> Given text

#####

1. In pleading state your whole case, in other words set forth in pleading all material facts on which you rely for your claim or defence , as the case may be.

2. In pleading state facts and not the law, if any matter of law is set out inj your opponent's pleading, do not plead to it.

3. In pleading state only the relevents facts on which you rely, and not the evidence by which tose facts are to be proved.

4. In pleading state material facts onlyand ommit immaterial and unnecessary facts, and do not plead to any matter which is not against you.

5.In pleading, state the facts of the case concisely, but with precision.

6. It is not necessary to setout the whole or any part of the document, unless the precise words thereof necessary, it is sufficient to state the effects of document as briefly as possible.

7. It is not necessary to allege any matter of fact which the law presumes in your favour or as to which the burden of proof lies upo your opponent party.

8. The party should not plead conclusion of law in pleading.

9. Legal pleas such as estoppel, limitation and resjudicata or res subjudice etc, may be pleaded in written statement.

10. In cases where the party pleading relies on any mis representation, fraud, breach of trust,wilful default, or undue influence , particulars shall be stated in the pleading.



================================================== ================================================== ======================================



ISSUES
-------------------------------------------
========================
========================

Issues are points of contest between the parties in a suit . In other words issues are those points raised from the pleadings which se a way for the court for entertaining a case and it brings the court at the right conclusion of justice. The determination of issues has great importance in the trial of a case, because it is issues and not the pleadings, which indicates the appropriate evidence to be given. Pleadings constitutes allegations to one-side or the other, and after determination which of the allegations are material for the purpose of the trial and which of them are admitted or denied, issues are framed and on the basis of these issues the parties stand the test of the trial.

#####

> Material provided
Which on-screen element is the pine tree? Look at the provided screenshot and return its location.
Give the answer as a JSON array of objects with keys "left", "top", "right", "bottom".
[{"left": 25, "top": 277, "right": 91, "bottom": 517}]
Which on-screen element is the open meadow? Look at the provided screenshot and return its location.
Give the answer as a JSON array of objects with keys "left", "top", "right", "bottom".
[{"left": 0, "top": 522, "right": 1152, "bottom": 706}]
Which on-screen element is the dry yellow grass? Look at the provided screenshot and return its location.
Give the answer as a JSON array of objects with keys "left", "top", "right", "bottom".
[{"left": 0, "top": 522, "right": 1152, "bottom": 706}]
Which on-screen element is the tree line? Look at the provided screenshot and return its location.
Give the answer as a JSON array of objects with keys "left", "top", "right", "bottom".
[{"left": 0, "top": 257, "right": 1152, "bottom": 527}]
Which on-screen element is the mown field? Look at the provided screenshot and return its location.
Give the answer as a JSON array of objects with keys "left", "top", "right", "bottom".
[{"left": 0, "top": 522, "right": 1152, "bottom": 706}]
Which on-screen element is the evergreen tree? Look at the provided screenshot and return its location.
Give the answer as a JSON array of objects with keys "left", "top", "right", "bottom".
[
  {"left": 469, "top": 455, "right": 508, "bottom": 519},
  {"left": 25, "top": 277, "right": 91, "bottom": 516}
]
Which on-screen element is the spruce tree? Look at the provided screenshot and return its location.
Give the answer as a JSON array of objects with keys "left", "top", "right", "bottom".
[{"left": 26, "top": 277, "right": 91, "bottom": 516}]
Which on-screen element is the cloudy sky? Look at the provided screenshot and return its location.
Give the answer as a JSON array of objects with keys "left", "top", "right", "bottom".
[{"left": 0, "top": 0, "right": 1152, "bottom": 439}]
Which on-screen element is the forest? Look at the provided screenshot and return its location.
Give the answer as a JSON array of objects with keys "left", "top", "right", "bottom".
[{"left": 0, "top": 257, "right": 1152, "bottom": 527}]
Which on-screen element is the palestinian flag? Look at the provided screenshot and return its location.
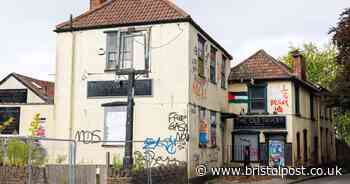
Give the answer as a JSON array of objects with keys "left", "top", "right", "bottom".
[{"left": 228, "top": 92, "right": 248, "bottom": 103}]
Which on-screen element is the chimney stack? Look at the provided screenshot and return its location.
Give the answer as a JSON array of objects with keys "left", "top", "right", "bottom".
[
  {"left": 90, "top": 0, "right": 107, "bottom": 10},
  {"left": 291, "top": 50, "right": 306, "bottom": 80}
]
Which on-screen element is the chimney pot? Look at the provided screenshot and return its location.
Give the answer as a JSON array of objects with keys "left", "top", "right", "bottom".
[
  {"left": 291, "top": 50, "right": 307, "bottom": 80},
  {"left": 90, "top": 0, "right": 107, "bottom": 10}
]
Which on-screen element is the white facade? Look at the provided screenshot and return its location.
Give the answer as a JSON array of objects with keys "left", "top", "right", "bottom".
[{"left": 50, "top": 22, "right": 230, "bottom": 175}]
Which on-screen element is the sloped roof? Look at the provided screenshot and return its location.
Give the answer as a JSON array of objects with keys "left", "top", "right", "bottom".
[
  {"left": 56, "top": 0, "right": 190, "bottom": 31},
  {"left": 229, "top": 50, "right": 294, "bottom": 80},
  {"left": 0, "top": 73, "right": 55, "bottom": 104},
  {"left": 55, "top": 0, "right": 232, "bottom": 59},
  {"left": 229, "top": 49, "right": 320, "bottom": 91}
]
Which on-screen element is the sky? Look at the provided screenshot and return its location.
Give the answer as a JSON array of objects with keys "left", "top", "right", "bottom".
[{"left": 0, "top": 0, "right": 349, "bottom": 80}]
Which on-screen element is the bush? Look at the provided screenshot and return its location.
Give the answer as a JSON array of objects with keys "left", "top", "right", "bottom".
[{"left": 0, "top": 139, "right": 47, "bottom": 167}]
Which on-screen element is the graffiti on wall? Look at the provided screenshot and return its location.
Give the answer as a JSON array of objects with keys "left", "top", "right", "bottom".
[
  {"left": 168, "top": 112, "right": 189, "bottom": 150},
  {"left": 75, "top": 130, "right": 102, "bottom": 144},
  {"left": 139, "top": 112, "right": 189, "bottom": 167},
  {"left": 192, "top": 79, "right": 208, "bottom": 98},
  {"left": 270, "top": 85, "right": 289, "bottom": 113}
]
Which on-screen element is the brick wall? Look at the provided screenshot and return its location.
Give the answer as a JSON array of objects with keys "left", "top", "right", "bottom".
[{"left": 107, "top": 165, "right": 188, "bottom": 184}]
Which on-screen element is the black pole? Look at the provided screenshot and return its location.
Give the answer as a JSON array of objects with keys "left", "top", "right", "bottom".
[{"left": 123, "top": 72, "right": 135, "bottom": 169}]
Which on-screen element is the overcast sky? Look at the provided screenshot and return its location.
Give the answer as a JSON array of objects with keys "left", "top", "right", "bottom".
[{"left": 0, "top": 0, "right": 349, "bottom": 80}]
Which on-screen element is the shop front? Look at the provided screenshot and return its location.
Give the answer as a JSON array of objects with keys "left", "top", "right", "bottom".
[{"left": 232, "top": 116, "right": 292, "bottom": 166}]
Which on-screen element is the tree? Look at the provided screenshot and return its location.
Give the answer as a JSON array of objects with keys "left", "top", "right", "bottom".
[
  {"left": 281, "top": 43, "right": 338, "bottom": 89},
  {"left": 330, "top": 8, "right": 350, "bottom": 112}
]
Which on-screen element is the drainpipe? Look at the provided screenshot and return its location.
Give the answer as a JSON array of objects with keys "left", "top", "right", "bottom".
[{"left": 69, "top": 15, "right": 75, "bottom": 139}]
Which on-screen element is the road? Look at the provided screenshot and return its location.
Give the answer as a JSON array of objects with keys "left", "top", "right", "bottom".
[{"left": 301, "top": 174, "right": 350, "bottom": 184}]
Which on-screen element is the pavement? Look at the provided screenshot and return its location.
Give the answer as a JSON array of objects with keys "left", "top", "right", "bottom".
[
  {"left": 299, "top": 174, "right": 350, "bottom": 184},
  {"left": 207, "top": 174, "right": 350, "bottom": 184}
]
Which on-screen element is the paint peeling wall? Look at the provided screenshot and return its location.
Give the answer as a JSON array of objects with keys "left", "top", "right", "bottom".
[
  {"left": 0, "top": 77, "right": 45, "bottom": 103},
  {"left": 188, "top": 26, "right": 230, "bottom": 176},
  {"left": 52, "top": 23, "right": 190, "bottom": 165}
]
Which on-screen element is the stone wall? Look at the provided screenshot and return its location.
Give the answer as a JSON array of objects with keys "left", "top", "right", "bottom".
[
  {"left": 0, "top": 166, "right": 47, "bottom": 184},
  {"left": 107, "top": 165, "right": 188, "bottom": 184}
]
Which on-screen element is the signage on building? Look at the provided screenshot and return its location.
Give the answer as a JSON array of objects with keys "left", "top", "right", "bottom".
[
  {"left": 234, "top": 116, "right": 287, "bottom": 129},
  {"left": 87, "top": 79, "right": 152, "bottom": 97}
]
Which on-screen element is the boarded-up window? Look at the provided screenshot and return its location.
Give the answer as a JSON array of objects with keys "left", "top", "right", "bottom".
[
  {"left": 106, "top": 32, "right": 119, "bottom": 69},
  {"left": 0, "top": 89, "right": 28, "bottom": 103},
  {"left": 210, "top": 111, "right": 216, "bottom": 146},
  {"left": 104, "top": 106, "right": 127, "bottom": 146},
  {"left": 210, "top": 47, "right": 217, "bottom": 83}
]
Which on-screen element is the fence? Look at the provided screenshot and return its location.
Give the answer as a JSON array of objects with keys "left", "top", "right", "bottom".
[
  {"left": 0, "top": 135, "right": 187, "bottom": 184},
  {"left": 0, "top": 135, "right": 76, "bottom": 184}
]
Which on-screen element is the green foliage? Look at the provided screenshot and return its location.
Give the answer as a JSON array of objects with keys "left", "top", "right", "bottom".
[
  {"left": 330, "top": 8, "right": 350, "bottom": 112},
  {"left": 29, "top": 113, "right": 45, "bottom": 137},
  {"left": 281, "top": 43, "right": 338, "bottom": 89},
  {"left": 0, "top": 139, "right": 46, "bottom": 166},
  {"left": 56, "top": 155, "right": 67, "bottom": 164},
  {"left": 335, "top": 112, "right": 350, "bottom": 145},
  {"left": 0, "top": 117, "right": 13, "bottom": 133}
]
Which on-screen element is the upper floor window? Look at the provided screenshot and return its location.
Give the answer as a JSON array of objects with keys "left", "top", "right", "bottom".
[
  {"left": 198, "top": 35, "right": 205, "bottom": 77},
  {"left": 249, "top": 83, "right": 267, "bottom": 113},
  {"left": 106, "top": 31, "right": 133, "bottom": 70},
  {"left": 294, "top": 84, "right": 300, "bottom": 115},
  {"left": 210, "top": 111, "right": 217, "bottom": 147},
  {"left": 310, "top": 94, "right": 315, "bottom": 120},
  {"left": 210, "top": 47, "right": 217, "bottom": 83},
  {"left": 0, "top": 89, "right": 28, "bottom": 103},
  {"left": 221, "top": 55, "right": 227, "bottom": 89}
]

#####

> Problem set
1. In the text on pleading and issues, which matters does rule 10 say must have particulars stated in the pleading when a party relies on them? List them all.
2. Continue the text on pleading and issues, starting right after its final sentence.
The entries aren't needed here.

> Answer list
1. Misrepresentation, fraud, breach of trust, wilful default, and undue influence.

2.
The object of settlement of issues is to determine the material points in controversy between the parties.

Issues arises when a material proposition of fact or law affirme by one party and denied by other party.

Issues , whether raised from allegations in the pleadings or from other materials, should not be inconsistent with pleadings, the court is bound to frame the proper issues arising from the pleadings.


FRAMING OF ISSUES:
========================
========================

According to order 14 rule 1, issues arise when a material proposition of fact or law is affirmed by one party and denied by the other. Material propositions are those propositions of law or fact which a plaintiff must allege in order to show a right to sue or a defendant must allege in order to constitute his defence.

Each material proposition affirmed by one party and denied by the other shall form the subject of a distinct issue. At the first hearing of the suit the court shall, after reading the plaint, and the written statements, if any, and after such examination of the parties as may appear necesssary, ascertain upon what material propositions of fact or of law the parties are at variance, and shall thereupon proceed to frame and record the issues on weich the right decision of the case appears to depend.

If the defendant at the first hearing of the suit makes no defence, then according to order 14 rule 1 , nothing in this rule requires the court to frame and record issues.


OMISSION TO FRAME ISSUES
============================

If an issue is not framed in the suit, while an allegation was made in the plaint in-respect of certain facts and challenged in written statement, the court can allow the parties to lead the evidence on such point, and would give its decision without framing that issue.



KINDS OF ISSUES:
===============================

1-- ISSUES OF FACT:

Issue of fact means any issue, which has not been determined, by a rule of law, but is to be answered, in accordance with the evidence laid before the court.

2-- ISSUES OF LAW

Issue of law means that issue, which is to be answered in accordance with the law, and not in accordance with the facts or evidences that is laid before the court.

According to order 14 rule 2, " where issues both of law and fact arise in the same suit, and the court is of the opinion, that the case or any part thereof may be disposed of on issues of law only, it shall try those issues first, and for that purpose may if it thinks fit, postpone the settlement of the issues of fact untill after the issue of law have been determined".


MATERIALS FROM WHICH ISSUES MAY BE FRAMED:
==================================================


The provision regarding the materials from which issues are framed is found in order 14 rule 3, which provides that " the court may frame issues from any of the following materials :-

1. The court may frame issues from the allegations made on oath by bthe parties, or by any persons present on their behalf or made by the pleaders of such parties.

2. The court may frame issues from the allegations made in the pleadings or in answers to the interrogatories delivered in the suit.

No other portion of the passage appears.